HOW TO COMPLETE THIS TASK
Report back every line in the data that includes the string "instance".

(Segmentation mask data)

_ _ _

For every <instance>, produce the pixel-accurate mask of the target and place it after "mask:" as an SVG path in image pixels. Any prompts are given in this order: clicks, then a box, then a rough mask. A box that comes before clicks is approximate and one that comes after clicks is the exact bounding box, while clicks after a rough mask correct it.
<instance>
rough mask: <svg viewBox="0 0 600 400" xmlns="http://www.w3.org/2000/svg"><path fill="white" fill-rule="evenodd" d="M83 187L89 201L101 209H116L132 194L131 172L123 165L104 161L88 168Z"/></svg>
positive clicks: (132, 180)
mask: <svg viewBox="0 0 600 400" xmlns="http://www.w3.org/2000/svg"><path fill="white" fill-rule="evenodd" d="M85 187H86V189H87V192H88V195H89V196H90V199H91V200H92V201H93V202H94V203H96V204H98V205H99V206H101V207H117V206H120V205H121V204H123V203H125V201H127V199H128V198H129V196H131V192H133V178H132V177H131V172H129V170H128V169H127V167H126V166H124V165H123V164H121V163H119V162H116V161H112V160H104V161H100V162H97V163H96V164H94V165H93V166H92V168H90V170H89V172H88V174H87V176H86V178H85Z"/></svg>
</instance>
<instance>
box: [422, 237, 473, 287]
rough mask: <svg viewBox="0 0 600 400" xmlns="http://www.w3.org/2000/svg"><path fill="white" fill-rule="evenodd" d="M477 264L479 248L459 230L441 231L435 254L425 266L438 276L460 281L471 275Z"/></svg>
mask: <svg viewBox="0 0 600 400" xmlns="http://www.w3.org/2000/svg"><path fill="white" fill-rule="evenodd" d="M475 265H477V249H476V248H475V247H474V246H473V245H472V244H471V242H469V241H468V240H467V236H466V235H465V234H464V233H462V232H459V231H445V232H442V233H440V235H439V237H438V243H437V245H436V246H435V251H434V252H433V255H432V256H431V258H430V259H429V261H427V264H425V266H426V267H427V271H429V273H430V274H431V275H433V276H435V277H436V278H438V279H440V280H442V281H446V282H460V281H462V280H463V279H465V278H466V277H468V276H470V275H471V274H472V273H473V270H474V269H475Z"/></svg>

_ _ _

EXERCISE RESULT
For every <instance>, produce the pixel-accurate mask of the target and place it after "mask:" as an SVG path in image pixels. Any prompts are given in this order: clicks, then a box, then a rough mask. A box that comes before clicks is approximate and one that comes after clicks is the exact bounding box, while clicks after a rough mask correct it.
<instance>
</instance>
<instance>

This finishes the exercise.